_Required work_: Copy the items below, changing every "position of each" to "location of each" and keeping everything else the same.

─── Rows ───

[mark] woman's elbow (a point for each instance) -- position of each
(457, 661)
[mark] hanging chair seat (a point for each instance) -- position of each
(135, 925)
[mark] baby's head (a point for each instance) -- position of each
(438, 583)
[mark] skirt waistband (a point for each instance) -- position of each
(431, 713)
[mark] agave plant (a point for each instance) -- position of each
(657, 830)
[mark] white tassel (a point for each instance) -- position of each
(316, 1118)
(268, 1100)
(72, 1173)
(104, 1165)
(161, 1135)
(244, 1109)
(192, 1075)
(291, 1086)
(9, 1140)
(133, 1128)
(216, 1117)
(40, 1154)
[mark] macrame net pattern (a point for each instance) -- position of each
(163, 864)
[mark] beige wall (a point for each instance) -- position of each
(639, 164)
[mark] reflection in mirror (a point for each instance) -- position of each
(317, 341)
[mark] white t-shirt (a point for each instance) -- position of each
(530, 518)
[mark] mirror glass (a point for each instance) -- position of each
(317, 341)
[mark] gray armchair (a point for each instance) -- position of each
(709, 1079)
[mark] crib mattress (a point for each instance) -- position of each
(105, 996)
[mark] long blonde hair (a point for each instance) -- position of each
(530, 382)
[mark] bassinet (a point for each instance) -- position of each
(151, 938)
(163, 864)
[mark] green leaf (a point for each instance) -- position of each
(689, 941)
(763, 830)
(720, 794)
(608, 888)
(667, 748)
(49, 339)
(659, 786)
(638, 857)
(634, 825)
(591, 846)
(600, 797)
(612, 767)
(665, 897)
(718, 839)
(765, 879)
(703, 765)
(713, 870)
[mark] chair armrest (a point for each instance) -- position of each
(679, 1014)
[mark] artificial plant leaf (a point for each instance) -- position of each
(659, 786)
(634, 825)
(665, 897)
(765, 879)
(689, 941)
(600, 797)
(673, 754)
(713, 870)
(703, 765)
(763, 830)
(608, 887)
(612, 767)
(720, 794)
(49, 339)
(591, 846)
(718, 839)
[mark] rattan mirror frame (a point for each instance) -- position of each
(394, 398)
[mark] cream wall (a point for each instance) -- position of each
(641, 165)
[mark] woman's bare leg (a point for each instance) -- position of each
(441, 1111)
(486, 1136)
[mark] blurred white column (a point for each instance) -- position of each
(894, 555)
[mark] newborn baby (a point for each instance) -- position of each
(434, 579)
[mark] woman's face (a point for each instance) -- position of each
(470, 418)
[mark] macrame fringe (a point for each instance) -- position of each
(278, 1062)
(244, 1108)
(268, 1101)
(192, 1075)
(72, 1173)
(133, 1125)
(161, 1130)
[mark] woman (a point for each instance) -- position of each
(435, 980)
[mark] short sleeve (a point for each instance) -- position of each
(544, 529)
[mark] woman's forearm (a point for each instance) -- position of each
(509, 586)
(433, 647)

───

_Task output_:
[mark] woman's elbow (a point for each instance) -- location of each
(457, 661)
[mark] hanging chair seat (a point for each instance) -- location of each
(135, 925)
[mark] baby's head (a point for each instance) -- location of each
(438, 583)
[mark] skirt waistband (a point for each instance) -- location of each
(431, 713)
[mark] agave plant (a point for each instance) -- location of each
(657, 830)
[mark] white tassel (a point for each instance) -- location of each
(316, 1118)
(268, 1100)
(72, 1173)
(104, 1165)
(161, 1135)
(244, 1109)
(192, 1075)
(291, 1086)
(9, 1140)
(133, 1128)
(216, 1117)
(40, 1154)
[mark] macrame net pattern (a point for each instance) -- location of each
(163, 864)
[mark] beige wall (a point for each instance) -- location of each
(639, 164)
[mark] reflection in mirror (a point for each instance) -- location of each
(317, 341)
[mark] white t-shirt (a point for each instance) -- location of each
(530, 518)
[mark] mirror glass (a point for each instance) -- location of each
(317, 341)
[mark] gray armchair (a point for each instance) -- location of each
(709, 1079)
[mark] crib mattress (a point for each instance) -- location of each
(105, 996)
[mark] long blonde hair (a point for each instance) -- location of each
(530, 382)
[mark] bassinet (a point for each instance) -- location of each
(151, 938)
(163, 864)
[mark] green leaf (a point for each instance) -- location of each
(689, 941)
(763, 830)
(720, 794)
(608, 888)
(667, 748)
(49, 339)
(659, 786)
(638, 857)
(634, 825)
(591, 846)
(600, 797)
(612, 767)
(665, 897)
(718, 839)
(765, 879)
(703, 765)
(713, 870)
[mark] chair armrest (a point for each instance) -- location of each
(679, 1014)
[mark] artificial plant leaf (a point for each instance) -- location of each
(659, 786)
(634, 825)
(665, 897)
(765, 879)
(689, 941)
(600, 797)
(673, 754)
(713, 870)
(703, 765)
(763, 830)
(608, 887)
(612, 767)
(720, 794)
(49, 339)
(591, 846)
(718, 839)
[mark] rattan mirror frame (a point for each instance) -- location of each
(394, 398)
[mark] cream wall (a point for each instance) -- location of each
(641, 165)
[mark] woman's bare leg (a point for each instance) -- location of each
(441, 1111)
(486, 1136)
[mark] blurred white column (a point for each instance) -- location of each
(894, 555)
[mark] newborn baby (a point for each instance) -- location of each
(434, 579)
[mark] woman's face (a point for each instance) -- location of each
(470, 418)
[mark] macrame fringe (a point for each instance) -- location of each
(278, 1062)
(244, 1108)
(268, 1101)
(192, 1075)
(72, 1173)
(133, 1125)
(161, 1130)
[mark] woman (a point for each instance) -- location of each
(435, 980)
[mark] short sleeve (a point for each instance) -- location of each
(544, 529)
[mark] woman's forearm (a point for each instance) -- location of each
(509, 586)
(433, 647)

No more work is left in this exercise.